» Questions:
1/ In the text on the Yamaha TX500 and TX750, which company made the front fork from 1976 on?
2/ List every change to the chassis or suspension that the text on the Yamaha TX500 and TX750 dates to 1976.
3/ Extend the text on the Yamaha TX500 and TX750 motorcycles, picking up after its final sentence.

» Extracted text:
--- START ---

The TX500 and TX750 twins both featured a vibration control technology that Yamaha called an "Omni-phase balancer". In the TX750 two chain-driven shafts with bobweights counteracted vibrations generated in the engine, while the balancer in the TX500 was a simpler version with just a single balance shaft. The chain driving the balance shaft was hidden behind the alternator, making manual adjustment difficult.

The transmission was a 5-speed fully meshed unit that drove the rear wheel through a #530 chain and a 17/43 sprocket set. The drive cogs were later changed to 16/42. The bike came with both kick and electric start.

==Chassis and suspension==
The frame was a steel double-downtube cradle. The front suspension was a telescopic fork from Kayaba until 1976, when it became a Showa part. Rear suspension was by dual shock-absorbers and swing arm with adjustable pre-load. On early bikes the front brake was a single 10.5 in disk, while in back was a 7.06 in drum. In 1976 the front disk was increased in size to 298 mm, and the rear drum was converted to a single 267 mm disk. 1976 was also the year that alloy wheels were substituted for the traditional wire spokes previously mounted. The front tire size was 3.25-19-4PR and the rear was 3.50-18-4PR. Rear tire size rose to 4.00H-18-4PR on later bikes.

--- END ---

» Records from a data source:
--- START ---

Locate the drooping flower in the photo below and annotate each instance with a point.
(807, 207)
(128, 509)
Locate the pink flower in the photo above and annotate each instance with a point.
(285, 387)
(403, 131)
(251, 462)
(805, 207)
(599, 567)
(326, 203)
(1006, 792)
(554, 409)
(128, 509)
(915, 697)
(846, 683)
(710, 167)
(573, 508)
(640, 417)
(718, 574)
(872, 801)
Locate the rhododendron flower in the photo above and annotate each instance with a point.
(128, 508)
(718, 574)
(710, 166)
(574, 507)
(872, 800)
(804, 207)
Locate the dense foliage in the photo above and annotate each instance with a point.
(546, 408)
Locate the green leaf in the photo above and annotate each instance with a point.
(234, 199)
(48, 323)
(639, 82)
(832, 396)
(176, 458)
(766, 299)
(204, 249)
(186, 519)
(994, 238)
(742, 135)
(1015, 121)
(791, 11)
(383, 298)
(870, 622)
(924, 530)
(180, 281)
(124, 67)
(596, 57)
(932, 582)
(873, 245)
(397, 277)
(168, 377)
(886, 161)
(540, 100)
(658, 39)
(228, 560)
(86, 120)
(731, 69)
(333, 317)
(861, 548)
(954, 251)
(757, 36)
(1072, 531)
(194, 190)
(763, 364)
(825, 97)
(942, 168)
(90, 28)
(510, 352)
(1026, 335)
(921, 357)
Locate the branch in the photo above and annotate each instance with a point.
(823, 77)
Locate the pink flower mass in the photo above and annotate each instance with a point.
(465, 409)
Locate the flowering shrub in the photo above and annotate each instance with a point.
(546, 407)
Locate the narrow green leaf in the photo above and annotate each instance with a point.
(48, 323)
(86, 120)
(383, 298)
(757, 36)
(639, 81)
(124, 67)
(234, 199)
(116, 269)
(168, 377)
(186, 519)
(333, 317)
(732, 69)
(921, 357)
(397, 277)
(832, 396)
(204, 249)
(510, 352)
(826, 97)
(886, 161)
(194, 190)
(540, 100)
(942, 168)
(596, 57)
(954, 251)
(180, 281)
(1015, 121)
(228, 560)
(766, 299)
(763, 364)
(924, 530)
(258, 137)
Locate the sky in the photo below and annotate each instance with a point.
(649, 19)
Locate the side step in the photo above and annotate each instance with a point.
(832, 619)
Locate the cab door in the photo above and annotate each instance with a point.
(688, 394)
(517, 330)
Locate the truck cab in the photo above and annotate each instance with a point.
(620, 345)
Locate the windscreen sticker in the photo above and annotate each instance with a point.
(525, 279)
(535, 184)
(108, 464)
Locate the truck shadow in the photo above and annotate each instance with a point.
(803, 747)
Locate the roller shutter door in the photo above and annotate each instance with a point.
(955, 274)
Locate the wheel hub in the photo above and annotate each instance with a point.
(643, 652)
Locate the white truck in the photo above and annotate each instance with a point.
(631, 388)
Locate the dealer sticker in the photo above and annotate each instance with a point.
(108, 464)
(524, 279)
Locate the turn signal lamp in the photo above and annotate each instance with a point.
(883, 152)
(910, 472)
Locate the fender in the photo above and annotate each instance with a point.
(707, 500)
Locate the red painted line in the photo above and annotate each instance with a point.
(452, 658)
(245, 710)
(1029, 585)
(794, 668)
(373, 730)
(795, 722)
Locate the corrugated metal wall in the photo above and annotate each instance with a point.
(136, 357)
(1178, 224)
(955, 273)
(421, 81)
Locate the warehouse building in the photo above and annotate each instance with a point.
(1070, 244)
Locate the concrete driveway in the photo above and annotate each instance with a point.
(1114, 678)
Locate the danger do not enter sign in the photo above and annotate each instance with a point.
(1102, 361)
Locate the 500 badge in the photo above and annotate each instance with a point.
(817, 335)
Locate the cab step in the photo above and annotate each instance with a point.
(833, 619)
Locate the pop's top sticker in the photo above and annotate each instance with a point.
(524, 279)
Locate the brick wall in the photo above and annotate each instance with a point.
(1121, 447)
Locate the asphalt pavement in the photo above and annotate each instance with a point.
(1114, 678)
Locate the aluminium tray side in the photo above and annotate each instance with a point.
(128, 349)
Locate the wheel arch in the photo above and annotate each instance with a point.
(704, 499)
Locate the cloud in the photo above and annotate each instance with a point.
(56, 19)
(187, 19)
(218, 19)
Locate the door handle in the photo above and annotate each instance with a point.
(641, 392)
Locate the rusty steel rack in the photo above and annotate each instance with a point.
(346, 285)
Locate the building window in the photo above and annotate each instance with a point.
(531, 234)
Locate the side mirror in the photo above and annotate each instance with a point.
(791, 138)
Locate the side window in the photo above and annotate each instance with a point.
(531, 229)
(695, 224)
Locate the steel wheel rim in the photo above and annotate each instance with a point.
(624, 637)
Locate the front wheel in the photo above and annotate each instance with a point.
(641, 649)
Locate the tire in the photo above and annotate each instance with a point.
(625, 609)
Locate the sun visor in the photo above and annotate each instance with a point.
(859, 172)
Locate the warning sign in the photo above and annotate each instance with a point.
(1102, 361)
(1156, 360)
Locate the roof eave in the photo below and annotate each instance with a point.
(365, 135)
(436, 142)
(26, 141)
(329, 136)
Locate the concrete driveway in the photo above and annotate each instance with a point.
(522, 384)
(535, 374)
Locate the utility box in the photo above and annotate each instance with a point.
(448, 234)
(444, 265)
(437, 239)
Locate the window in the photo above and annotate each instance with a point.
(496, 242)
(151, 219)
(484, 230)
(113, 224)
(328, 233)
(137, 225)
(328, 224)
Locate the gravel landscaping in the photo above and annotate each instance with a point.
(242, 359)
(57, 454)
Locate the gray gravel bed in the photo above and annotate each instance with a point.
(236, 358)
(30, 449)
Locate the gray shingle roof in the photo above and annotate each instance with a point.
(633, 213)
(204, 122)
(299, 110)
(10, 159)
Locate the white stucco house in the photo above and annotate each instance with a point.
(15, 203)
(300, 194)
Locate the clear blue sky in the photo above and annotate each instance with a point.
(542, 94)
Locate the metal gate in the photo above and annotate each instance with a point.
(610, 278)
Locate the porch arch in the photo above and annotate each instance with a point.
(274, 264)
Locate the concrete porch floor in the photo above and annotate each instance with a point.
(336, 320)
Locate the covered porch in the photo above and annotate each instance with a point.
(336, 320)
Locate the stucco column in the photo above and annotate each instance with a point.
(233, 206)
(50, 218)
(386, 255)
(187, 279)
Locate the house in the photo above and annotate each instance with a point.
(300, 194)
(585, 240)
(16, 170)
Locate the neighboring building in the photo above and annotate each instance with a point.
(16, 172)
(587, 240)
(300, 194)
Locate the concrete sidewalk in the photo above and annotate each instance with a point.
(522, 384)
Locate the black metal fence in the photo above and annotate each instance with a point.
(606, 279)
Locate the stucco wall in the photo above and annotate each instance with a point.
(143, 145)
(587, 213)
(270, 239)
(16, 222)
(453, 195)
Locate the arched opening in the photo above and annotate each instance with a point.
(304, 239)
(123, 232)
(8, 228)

--- END ---

» Responses by item number:
1/ Showa

2/
- The front fork changed from a Kayaba part to a Showa part.
- The front disk brake grew to 298 mm.
- The rear drum brake became a single 267 mm disk.
- Alloy wheels replaced the wire spokes.

3/
==Reviews and riding impressions==
Early reviews of the TX500 complimented the bike's handling, crediting the Omni-phase system with smoothing out the engine's inherent vibration. The brakes were also highly rated. A problem with sticking carburetor slides was experienced. Other reviewers found that power came on strongly and suddenly, especially in lower gears. There was also strong engine braking when the throttle was backed off. The transmission got high marks in other tests, but the carburetors were criticized. Other testers found fault with the push-pull throttle cable arrangement, and commented on slack in the drivetrain causing some jerkiness. The bike was described as being heavy for its displacement but not feeling the weight on the road. Some wheel skip was induced on a high-speed decreasing-radius downhill turn. Reviews of the revised XS500 indicated that the touchy throttle, carburetor issues and transmission lash of the TX500 had been addressed.